§ RECORD EXTRACTS
§
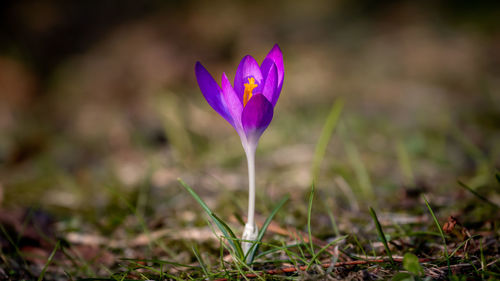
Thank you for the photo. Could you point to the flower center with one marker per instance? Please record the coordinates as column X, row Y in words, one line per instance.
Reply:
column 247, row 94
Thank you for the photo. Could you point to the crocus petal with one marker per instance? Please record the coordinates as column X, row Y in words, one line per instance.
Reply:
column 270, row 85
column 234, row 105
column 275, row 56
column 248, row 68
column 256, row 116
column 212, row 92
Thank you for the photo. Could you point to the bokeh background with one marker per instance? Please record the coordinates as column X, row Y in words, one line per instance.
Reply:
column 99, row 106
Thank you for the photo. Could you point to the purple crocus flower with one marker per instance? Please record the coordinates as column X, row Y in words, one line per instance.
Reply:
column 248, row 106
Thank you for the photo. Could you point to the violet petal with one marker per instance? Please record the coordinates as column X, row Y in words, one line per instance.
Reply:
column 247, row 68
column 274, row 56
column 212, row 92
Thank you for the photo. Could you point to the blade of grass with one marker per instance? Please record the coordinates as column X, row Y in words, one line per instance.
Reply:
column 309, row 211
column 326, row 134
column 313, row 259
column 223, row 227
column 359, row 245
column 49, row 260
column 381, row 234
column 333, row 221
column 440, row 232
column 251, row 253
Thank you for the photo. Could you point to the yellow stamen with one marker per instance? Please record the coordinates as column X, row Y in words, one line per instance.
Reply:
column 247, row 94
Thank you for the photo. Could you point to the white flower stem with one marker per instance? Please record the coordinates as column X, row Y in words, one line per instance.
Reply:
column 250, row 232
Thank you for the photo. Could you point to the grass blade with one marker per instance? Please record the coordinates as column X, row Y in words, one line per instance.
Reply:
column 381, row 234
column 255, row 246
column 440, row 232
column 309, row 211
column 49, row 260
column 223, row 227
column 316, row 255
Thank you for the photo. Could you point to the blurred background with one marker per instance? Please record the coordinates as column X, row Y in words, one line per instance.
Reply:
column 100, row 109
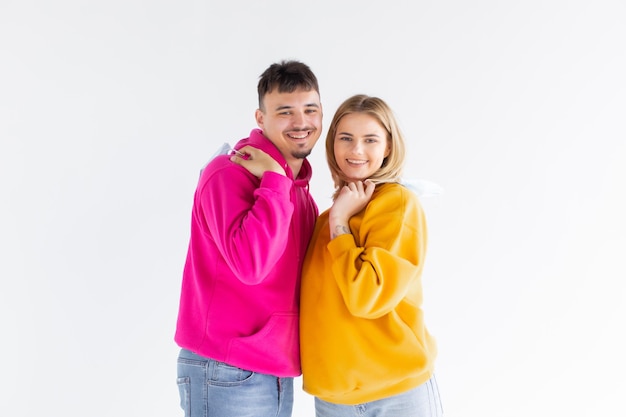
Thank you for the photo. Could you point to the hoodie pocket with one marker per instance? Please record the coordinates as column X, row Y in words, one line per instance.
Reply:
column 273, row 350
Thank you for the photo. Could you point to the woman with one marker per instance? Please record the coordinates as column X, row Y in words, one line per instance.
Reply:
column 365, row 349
§
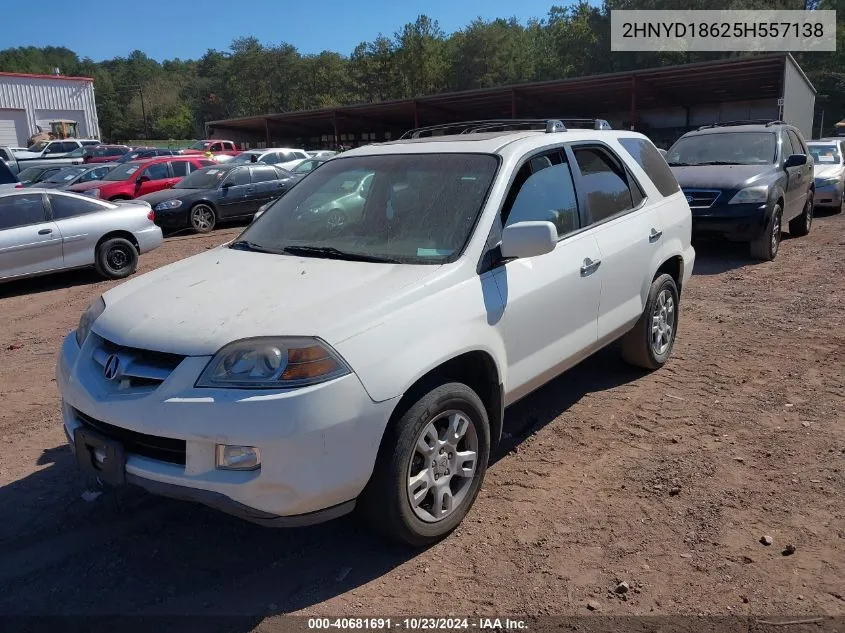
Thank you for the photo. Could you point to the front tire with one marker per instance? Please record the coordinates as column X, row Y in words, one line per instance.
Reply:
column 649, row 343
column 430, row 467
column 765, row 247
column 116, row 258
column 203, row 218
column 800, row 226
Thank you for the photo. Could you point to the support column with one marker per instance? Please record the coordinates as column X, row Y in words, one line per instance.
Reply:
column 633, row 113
§
§ EXERCISE TASK
Switch "support" to "stone" in everything from "Thank you for the photo. Could you point to the support" down to "column 633, row 113", changing nothing else, and write out only those lines.

§ TASK RESULT
Thank you for the photo. Could you point to the stone column with one marker per instance? Please record the coordinates as column X, row Y in words, one line per instance.
Reply:
column 633, row 113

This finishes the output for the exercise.